#### WORK INSTRUCTIONS
Copy out every one of the rows below word for word, keeping their order.

* Begin DATA SUPPLIED *

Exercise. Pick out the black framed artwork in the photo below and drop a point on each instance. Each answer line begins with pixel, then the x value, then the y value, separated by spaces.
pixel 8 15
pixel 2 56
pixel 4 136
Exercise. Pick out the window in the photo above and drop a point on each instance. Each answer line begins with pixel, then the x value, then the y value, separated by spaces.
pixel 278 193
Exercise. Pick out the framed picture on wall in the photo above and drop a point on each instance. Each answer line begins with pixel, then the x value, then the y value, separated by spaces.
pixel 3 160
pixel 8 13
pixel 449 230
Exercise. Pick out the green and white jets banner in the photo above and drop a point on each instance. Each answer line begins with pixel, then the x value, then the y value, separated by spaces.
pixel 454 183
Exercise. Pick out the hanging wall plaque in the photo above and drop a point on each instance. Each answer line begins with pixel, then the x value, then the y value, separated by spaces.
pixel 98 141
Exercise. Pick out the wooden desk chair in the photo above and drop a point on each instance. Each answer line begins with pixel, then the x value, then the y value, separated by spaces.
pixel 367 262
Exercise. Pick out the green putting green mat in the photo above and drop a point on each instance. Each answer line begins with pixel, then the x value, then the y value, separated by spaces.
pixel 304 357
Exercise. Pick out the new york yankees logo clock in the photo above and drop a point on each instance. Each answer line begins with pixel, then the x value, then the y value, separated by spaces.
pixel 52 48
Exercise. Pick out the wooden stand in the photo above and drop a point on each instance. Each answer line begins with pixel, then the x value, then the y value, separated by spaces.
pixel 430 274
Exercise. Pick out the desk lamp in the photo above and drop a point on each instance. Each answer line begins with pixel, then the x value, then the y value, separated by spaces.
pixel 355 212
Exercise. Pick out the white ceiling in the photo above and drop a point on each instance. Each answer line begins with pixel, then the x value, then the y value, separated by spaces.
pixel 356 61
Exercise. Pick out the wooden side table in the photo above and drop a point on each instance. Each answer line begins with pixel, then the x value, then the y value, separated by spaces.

* End DATA SUPPLIED *

#### FINAL RESULT
Exercise. Pick out the black framed artwork in the photo below and drop a point on each instance. Each answer line begins with pixel, then the x value, then the y value, separated by spaces.
pixel 8 15
pixel 2 56
pixel 4 136
Exercise. Pick out the window in the photo above and drop a point on each instance. Each answer line begins with pixel, then the x value, then the y value, separated by spaces.
pixel 278 193
Exercise. Pick out the framed picture on wall in the photo above and drop a point on each instance. Each answer line begins with pixel, then the x value, then the y value, separated by spaces.
pixel 3 160
pixel 8 13
pixel 449 230
Exercise. Pick out the green and white jets banner in the photo above and drop a point on each instance. Each answer line begins with pixel, then the x value, then the y value, separated by spaces.
pixel 454 183
Exercise. Pick out the hanging wall plaque in the photo above and drop a point on each instance. Each answer line begins with pixel, then the x value, then the y value, separated by spaces.
pixel 98 141
Exercise. Pick out the wooden desk chair in the photo above and drop a point on each instance. Each answer line begins with pixel, then the x value, then the y value, separated by spaces.
pixel 367 262
Exercise. Pick out the green putting green mat in the photo above and drop a point on each instance. Each answer line begins with pixel, then the x value, then the y value, separated by spaces.
pixel 304 357
Exercise. Pick out the new york yankees logo clock in the photo above and drop a point on each instance. Each answer line begins with pixel, then the x value, then the y value, separated by spaces.
pixel 52 48
Exercise. Pick out the wooden stand in the photo above and drop a point on each instance. Each answer line begins with pixel, then the x value, then the y value, separated by spaces.
pixel 430 274
Exercise. Pick out the desk lamp in the photo above and drop a point on each instance. Each answer line begins with pixel, then the x value, then the y value, separated by spaces.
pixel 355 212
Exercise. Pick out the white ceiling in the photo above and drop a point on each instance. Each answer line begins with pixel, then the x value, then the y value, separated by spaces.
pixel 356 61
Exercise. Pick out the wooden side table in the photo above and drop a point on each instance. Each answer line begins with pixel, then the x value, then the y value, separated by spaces.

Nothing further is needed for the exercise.